### Exercise prompt
Copy out exactly the lines below that run from the one holding "In this picture, where can the wooden fence" to the one holding "In this picture, where can the white church", keeping both of those lines and no others.

### Data records
- - - - -

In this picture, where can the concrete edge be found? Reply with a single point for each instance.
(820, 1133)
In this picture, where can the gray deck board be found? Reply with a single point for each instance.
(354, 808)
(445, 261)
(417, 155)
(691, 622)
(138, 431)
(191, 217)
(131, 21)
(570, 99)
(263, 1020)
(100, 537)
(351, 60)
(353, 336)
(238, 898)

- - - - -

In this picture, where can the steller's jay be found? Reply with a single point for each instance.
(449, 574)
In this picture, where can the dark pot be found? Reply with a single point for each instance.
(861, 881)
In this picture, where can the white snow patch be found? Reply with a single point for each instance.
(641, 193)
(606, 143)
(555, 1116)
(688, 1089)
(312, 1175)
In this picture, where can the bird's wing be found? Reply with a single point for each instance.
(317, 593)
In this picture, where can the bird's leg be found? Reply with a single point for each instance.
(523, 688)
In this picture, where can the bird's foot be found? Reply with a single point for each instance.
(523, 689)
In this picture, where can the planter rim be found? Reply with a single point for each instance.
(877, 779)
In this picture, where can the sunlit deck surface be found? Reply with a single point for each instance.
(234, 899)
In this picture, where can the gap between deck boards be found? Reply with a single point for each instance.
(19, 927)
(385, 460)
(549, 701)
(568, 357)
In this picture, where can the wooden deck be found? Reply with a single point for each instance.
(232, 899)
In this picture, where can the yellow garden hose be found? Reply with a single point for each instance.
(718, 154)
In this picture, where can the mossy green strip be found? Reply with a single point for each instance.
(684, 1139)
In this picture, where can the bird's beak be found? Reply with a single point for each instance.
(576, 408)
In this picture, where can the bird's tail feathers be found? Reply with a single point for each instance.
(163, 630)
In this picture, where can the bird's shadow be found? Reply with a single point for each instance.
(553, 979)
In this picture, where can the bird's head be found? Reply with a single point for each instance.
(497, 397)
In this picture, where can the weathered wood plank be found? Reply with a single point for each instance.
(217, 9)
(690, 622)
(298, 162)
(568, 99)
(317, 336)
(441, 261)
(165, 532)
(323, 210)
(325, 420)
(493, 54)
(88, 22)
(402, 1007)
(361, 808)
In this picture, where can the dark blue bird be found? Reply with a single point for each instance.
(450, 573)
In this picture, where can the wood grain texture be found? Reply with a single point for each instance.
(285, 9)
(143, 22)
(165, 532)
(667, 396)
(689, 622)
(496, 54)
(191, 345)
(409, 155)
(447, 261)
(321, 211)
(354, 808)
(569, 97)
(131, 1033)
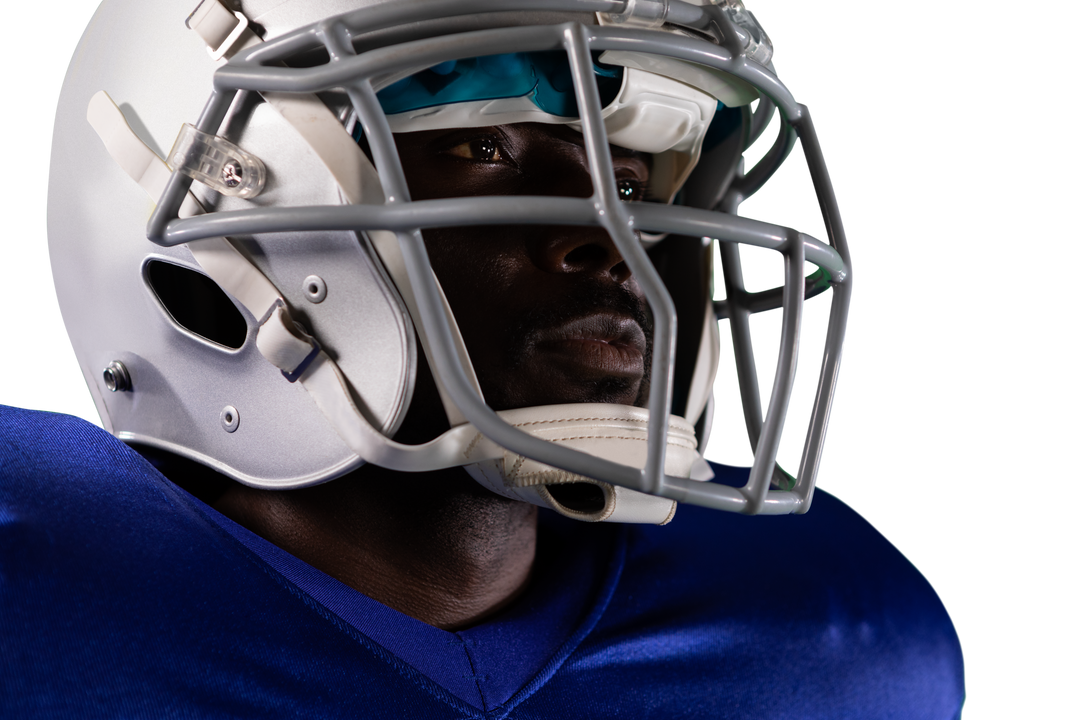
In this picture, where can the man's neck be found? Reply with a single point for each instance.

- - - - -

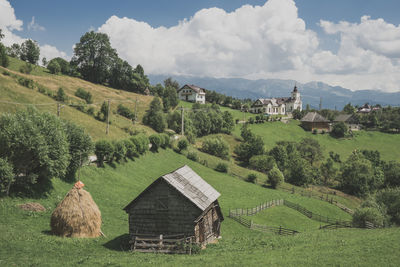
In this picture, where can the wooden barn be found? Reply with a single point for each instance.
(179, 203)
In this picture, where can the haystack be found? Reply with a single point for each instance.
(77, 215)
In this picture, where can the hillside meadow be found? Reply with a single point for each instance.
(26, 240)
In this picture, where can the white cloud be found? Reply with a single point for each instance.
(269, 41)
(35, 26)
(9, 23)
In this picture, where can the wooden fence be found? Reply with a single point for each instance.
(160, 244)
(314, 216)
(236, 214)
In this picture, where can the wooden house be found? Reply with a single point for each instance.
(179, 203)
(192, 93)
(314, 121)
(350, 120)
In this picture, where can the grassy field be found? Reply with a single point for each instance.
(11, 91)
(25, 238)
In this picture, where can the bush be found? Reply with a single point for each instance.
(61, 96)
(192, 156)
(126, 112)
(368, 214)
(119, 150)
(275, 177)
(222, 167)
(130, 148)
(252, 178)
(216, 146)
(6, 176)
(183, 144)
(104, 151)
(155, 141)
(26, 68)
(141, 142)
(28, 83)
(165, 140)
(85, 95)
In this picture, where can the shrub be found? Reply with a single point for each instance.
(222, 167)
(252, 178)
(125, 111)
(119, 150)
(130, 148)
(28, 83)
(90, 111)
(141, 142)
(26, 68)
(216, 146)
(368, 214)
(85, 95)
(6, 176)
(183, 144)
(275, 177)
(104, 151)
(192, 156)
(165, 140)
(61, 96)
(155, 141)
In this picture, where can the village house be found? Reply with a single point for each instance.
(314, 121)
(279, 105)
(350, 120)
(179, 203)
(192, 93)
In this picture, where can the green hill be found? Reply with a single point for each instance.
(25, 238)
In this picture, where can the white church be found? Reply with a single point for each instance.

- - - - -

### Answer box
In this picture, where can the wooden fence be found? Reply with a single point for each instance.
(160, 244)
(314, 216)
(236, 214)
In this picture, where can the wooden house be found? Reply with a single point for each instance.
(179, 203)
(192, 93)
(314, 121)
(350, 120)
In this picture, where can the grassy field be found? Reply with a single point for each instance.
(11, 91)
(25, 238)
In this picture, where can the bush be found? Reply with a single point for each instance.
(61, 96)
(192, 156)
(126, 112)
(368, 214)
(119, 150)
(275, 177)
(222, 167)
(130, 148)
(252, 178)
(216, 146)
(6, 176)
(183, 144)
(104, 151)
(155, 141)
(26, 68)
(141, 142)
(28, 83)
(165, 140)
(85, 95)
In this picture, where can the shrub be found? Reply with a single point for each instance.
(222, 167)
(252, 178)
(125, 111)
(119, 150)
(130, 148)
(28, 83)
(90, 111)
(141, 142)
(26, 68)
(216, 146)
(368, 214)
(85, 95)
(6, 176)
(183, 144)
(275, 177)
(104, 151)
(192, 156)
(165, 140)
(61, 96)
(155, 141)
In this picture, where can the village house be found? Reply with a single point for each instance.
(314, 121)
(279, 105)
(350, 120)
(179, 203)
(192, 93)
In this picture, where can the green hill be found? Reply with a single point for each instance.
(25, 238)
In this picture, where can the white church be found? Reply with a single point for each instance.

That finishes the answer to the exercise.